PROBLEM STATEMENT
Continue the text on employee burnout, picking up right after its final sentence.

TEXT SEGMENT
=== Begin Enclosure ===

Circumstances surrounding COVID-19 increased the likelihood of burnout on your team

Employees are currently unable to take restful vacations on distant beaches or visit family and friends who bring them respite and joy. Even though employees would benefit from taking a break and staying local, they are hesitant to take any time off at all when so many jobs are on the line and unemployment is so high. Employees who are self-isolating alone and working from their homes lack boundaries that normally exist between work and personal time because every activity is now occurring at the same kitchen table. Further still, employees who are feeling anxious, are throwing themselves into work at all hours of the day as a distraction from the events going on in the world around them.

Recognizing burnout

In this time of remote work and distributed teams, warning signs of burnout may be less obvious. Individual check-ins are one way to get a better understanding of how people are doing when you can’t see them.

Before an employee reaches the point of burnout, look for these warning signs:

  • Never saying no to a new task or assignment
  • Sending emails or text messages at all hours
  • Personal life absent or put on hold
  • Sleeplessness
  • Stops exercising
  • Unclear how to prioritize; easily overwhelmed
  • Unable to move forward, feeling stuck or experiencing writer’s block
  • Unable to navigate past complexity

As an employee experiences more pervasive or severe burnout, more signs appear:

  • Lack of flexibility
  • Low tolerance for ambiguity
  • Comments regarding being burnt out made in passing, or said with sarcasm (these “jokes” should be taken seriously)
  • Irritability, frustration, snapping, or being short with colleagues
  • Personal hygiene neglected
  • Sudden or drastic drop in performance; decreased productivity or quality of work
  • Sick days on Mondays or getting sick more frequently than usual
  • Seeming disengaged

Responding to burnout

The best response you can have when your team is burnt out is to encourage time off. Encouraging employees to take time off, and drawing attention to the benefit of time away, can raise awareness and provide the permission your employees are waiting for. Taking time off is necessary, even if that means staying home and catching up on hobbies. Talking about it openly in meetings, or modeling the behavior yourself by taking time away, also reduced stigma.

=== End Enclosure ===

GIVEN RECORDS
=== Begin Enclosure ===

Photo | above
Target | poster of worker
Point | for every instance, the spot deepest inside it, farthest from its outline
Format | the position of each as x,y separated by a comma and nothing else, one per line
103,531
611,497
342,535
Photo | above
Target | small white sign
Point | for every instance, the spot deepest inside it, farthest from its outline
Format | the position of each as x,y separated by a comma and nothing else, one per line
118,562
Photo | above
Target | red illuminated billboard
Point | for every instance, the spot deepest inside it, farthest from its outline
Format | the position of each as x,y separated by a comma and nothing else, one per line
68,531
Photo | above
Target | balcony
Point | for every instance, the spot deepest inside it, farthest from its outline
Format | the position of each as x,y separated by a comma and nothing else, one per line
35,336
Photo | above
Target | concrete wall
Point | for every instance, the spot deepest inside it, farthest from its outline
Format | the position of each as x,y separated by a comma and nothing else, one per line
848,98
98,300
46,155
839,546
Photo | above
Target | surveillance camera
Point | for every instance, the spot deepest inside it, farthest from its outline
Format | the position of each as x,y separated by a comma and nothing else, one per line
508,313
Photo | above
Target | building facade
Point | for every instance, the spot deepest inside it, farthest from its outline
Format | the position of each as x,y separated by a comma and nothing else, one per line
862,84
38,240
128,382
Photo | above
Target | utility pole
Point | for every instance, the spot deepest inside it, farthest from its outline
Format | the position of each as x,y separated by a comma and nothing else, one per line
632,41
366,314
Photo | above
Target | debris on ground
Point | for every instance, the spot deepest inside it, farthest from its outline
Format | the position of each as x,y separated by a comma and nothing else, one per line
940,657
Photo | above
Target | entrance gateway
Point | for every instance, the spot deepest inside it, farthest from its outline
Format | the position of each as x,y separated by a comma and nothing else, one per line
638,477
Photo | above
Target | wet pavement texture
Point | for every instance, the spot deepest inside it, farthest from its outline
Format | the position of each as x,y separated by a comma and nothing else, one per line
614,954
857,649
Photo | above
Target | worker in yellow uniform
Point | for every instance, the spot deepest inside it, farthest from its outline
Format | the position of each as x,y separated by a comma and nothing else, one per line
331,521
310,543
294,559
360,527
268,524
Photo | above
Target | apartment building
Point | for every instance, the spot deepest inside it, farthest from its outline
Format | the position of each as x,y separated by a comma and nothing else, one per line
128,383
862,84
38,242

=== End Enclosure ===

EXERCISE RESULT
Sometimes people can’t predict when they will need to use mental health days. Allow people to take time off for mental health the same as you would for physical health. If someone came down with a stomach flu or migraine midday, you may tell them to take the afternoon off. If someone reaches a point of true burnout and cannot be productive for the rest of the day, they may need that same consideration.

Other ways to help employees who are burning out include helping your team prioritize what’s important and say no or “not now” to tasks that can wait and to help your team protect their private time and maintain balance. Proactively tell employees when a project can wait until Monday or that you don’t expect an email response until the next workday if you happen to think of and send a question after work hours.

If you believe an employee is in need of additional support, beyond what you feel you can provide, remind them of mental health resources provided by your company. Resources through a company typically ensure complete anonymity and privacy but people still worry about using them. Show your support and reassure them that resources are provided to be used.

Caring for yourself

In addition to caring for your team, you need to also care for yourself. Take the learnings from here to look inward as well. Being a manager during this time is no easy feat. Managers should be mindful of the early signs of burnout for themselves and make sure they take the time they need to decompress. If you don’t recharge, you are likely to become depleted with nothing left to give to your team. Protecting yourself helps you protect your team and your company.